WHAT NEEDS TO BE DONE: Please list each line of the entries below that contains the string "mask", treating uppercase and lowercase as different.

Dataset excerpt

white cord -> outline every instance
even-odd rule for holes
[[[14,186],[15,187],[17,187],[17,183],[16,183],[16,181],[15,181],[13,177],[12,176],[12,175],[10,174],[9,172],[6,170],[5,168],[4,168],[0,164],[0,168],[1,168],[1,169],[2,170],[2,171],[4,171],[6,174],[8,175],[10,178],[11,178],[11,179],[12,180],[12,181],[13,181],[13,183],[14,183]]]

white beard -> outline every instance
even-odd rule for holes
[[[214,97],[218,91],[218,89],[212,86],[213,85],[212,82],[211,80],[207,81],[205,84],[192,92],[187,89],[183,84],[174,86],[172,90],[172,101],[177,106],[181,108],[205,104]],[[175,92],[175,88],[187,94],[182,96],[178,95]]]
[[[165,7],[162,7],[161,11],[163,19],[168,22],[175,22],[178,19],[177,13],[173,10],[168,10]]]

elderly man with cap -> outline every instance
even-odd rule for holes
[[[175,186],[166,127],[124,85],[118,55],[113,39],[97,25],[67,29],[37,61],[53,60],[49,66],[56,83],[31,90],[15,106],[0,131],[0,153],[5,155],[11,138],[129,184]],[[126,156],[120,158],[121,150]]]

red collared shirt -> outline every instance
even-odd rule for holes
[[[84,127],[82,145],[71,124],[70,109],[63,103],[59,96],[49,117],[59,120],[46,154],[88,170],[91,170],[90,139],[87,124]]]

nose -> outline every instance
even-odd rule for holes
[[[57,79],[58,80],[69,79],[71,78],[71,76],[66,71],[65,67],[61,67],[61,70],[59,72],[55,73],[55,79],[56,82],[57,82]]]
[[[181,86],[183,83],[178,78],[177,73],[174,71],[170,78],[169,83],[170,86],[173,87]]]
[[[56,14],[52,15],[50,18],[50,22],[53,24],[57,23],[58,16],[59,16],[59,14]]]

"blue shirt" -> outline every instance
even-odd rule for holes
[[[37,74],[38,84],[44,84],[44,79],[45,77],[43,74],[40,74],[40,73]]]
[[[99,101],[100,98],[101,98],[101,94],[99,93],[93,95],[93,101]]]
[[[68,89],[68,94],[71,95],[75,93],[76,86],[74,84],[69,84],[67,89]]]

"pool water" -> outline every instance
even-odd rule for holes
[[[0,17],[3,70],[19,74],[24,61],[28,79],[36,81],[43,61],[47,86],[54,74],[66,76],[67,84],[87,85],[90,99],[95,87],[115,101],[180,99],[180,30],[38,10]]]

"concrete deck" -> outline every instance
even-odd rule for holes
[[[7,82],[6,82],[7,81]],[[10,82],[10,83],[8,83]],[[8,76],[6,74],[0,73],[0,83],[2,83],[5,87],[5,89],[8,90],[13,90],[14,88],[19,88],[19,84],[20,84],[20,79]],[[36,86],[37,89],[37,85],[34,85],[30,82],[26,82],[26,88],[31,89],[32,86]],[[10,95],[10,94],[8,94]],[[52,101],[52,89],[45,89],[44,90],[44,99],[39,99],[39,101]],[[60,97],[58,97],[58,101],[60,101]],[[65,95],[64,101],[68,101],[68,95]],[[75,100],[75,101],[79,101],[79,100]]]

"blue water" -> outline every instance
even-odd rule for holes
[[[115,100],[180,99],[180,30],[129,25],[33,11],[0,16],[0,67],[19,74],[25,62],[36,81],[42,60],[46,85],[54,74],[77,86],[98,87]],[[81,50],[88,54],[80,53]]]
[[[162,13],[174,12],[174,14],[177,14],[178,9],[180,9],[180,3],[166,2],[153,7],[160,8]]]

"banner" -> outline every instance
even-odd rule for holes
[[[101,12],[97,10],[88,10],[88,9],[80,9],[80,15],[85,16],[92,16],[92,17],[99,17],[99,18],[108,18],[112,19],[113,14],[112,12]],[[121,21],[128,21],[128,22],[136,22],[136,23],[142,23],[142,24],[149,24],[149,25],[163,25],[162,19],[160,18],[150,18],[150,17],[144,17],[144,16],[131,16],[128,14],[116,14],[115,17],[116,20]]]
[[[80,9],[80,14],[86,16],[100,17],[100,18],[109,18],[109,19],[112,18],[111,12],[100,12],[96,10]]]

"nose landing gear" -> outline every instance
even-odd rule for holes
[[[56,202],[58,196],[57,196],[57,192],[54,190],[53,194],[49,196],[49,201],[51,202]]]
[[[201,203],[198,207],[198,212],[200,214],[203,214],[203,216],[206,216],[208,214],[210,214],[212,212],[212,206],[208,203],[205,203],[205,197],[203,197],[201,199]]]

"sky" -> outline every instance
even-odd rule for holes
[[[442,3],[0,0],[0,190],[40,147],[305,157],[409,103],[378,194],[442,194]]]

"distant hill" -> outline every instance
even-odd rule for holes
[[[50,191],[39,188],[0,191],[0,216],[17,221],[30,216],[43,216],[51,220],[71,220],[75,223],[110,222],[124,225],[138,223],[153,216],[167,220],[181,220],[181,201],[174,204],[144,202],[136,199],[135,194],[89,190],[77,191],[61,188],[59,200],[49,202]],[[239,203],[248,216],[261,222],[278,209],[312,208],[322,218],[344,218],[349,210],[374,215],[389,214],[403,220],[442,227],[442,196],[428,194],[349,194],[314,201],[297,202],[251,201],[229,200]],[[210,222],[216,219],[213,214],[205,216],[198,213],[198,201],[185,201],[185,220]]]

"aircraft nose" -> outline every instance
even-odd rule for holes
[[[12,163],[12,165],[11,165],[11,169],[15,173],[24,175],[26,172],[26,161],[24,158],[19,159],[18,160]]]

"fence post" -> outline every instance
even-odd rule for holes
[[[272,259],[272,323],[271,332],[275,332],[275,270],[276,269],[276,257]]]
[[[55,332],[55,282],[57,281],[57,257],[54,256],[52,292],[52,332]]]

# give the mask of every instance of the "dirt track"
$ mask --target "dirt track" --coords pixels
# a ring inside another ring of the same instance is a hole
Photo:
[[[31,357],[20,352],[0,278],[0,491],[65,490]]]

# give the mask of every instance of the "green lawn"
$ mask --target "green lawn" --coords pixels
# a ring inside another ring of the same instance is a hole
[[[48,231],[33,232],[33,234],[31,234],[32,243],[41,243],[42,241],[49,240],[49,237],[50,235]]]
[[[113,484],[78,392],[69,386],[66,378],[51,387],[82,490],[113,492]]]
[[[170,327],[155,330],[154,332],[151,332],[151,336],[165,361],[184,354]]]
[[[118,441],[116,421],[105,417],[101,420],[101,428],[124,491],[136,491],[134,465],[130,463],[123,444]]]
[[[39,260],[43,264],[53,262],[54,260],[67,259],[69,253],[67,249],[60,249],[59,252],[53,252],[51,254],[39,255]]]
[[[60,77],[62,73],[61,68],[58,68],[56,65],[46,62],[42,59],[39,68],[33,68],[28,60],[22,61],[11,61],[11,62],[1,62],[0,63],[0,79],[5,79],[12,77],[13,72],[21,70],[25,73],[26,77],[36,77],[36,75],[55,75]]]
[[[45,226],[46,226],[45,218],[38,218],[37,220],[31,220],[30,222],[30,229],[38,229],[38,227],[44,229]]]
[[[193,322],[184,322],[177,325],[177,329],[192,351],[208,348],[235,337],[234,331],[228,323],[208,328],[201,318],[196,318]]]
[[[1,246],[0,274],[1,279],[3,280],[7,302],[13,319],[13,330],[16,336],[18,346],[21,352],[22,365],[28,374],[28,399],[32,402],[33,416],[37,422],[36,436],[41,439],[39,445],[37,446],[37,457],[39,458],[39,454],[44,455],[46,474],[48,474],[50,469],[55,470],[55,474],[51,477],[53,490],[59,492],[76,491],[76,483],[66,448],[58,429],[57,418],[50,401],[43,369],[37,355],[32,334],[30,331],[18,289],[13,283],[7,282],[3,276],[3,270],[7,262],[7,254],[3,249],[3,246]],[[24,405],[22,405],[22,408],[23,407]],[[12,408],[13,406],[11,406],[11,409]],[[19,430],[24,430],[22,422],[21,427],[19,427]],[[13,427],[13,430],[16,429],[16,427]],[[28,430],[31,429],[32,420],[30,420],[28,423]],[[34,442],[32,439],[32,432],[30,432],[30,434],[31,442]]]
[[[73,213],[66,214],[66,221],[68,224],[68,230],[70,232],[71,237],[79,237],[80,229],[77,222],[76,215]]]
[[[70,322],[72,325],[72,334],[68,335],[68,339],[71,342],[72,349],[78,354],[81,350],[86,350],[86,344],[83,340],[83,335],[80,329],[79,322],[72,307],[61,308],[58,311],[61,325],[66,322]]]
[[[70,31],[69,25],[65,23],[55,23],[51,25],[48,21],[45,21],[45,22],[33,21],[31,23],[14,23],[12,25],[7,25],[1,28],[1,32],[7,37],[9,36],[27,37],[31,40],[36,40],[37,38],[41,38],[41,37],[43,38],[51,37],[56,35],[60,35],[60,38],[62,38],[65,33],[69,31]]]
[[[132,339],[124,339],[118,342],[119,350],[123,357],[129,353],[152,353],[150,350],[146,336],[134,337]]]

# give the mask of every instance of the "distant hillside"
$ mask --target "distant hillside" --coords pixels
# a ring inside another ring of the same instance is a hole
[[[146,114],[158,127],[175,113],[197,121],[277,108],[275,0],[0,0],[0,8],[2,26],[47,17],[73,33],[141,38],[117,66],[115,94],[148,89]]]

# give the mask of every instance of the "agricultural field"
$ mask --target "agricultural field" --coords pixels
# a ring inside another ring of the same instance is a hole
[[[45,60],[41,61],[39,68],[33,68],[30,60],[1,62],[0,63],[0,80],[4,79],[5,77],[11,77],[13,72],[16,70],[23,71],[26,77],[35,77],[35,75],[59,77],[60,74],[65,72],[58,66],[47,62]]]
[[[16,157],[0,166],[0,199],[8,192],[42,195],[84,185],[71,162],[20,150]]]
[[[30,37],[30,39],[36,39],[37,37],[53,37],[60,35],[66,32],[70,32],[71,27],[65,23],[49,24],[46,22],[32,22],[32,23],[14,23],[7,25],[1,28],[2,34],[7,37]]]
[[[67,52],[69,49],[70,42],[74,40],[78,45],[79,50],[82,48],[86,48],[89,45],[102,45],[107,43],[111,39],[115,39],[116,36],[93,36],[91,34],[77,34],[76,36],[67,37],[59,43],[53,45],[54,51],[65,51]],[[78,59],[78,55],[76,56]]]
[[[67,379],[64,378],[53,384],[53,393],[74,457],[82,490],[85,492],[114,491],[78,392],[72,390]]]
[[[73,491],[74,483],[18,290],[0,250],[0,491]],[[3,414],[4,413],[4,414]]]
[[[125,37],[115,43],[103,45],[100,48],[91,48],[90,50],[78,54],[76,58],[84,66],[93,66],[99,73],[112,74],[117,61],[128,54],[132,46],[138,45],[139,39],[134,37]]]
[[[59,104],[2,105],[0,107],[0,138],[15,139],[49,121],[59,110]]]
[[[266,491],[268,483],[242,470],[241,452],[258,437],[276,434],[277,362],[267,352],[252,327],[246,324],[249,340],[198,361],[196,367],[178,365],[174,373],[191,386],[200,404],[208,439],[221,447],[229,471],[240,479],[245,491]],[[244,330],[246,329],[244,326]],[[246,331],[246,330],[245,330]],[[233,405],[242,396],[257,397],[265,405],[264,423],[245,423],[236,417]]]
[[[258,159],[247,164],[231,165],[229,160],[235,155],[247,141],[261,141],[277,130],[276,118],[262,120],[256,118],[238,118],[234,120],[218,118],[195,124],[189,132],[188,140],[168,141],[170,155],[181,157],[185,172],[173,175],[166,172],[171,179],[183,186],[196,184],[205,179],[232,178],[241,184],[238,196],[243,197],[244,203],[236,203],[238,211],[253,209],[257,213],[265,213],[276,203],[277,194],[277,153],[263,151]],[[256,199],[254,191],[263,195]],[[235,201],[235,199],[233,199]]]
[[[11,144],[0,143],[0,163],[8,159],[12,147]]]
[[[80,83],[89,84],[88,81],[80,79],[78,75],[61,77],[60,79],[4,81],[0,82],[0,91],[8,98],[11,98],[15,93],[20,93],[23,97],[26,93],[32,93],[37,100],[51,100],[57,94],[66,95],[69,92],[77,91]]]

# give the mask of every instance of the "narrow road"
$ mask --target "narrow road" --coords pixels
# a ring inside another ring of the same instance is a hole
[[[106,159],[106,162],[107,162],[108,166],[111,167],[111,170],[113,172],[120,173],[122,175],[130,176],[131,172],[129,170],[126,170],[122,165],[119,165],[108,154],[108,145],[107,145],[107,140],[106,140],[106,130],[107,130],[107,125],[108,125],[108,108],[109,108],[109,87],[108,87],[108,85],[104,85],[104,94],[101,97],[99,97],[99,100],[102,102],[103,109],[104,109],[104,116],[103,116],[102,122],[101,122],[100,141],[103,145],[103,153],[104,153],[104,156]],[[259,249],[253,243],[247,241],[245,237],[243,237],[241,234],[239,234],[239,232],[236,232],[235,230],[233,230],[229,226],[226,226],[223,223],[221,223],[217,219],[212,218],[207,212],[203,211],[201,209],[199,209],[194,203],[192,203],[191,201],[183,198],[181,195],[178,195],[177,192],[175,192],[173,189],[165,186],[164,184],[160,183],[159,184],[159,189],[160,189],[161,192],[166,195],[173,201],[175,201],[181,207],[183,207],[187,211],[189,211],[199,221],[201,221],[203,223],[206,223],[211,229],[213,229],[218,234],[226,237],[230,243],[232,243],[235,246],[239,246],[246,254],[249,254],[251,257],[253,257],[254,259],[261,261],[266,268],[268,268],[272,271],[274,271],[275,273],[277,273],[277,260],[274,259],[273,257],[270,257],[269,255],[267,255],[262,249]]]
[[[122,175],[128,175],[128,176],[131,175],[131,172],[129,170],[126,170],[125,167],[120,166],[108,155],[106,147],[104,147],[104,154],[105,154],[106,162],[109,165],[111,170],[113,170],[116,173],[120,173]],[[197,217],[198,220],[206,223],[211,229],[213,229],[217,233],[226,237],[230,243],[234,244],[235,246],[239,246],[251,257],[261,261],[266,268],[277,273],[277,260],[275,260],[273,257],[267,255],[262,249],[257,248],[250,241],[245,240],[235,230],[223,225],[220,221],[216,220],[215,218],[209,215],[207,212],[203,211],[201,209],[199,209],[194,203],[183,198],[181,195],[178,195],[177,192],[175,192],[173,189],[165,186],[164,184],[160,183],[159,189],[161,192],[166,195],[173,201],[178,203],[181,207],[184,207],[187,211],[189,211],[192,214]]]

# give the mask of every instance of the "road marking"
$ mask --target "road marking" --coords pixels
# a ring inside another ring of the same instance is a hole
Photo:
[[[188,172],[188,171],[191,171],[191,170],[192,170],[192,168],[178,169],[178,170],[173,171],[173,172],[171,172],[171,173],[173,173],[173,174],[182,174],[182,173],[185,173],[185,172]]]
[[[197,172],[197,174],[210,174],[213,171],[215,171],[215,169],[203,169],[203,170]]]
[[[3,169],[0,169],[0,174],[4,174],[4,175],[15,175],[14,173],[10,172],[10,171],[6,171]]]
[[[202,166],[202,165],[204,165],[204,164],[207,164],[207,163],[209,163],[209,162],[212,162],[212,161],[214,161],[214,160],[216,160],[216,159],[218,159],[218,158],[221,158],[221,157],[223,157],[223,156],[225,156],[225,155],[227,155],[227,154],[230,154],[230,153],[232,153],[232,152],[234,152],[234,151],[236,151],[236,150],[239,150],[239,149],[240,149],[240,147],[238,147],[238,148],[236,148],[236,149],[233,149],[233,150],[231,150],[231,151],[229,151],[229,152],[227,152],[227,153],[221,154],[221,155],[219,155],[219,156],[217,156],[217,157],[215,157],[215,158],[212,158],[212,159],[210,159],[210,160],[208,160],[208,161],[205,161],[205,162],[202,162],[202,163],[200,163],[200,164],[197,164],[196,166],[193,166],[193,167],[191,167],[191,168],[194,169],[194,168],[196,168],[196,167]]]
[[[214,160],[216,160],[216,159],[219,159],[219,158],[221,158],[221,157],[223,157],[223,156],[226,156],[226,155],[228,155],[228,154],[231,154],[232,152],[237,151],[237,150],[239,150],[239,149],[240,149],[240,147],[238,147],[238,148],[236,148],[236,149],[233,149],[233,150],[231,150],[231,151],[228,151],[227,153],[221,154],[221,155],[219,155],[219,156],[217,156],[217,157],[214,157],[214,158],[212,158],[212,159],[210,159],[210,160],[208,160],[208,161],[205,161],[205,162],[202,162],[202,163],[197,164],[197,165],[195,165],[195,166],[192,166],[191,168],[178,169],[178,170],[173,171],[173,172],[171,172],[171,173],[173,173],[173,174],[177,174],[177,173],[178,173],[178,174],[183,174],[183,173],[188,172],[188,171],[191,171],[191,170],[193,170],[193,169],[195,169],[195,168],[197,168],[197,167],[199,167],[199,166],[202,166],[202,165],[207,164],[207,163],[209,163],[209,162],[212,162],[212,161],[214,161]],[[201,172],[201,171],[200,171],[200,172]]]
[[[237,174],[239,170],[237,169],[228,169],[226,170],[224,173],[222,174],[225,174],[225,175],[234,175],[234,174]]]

WRITTEN ANSWER:
# give the mask of every instance of the "dirt track"
$ mask --target "dirt track" --coords pixels
# give the mask of every instance of the "green lawn"
$ mask --target "green lawn" --coords pixels
# give the mask of every instance of the "distant hillside"
$ mask --target "distant hillside" --coords pixels
# give the mask of every instance of the "agricultural field"
$ mask --target "agricultural field" --coords pixels
# give the mask of every instance of the "narrow road"
$ mask --target "narrow road" --coords pixels
# give the mask of every instance of the "road marking"
$ mask --target "road marking" --coords pixels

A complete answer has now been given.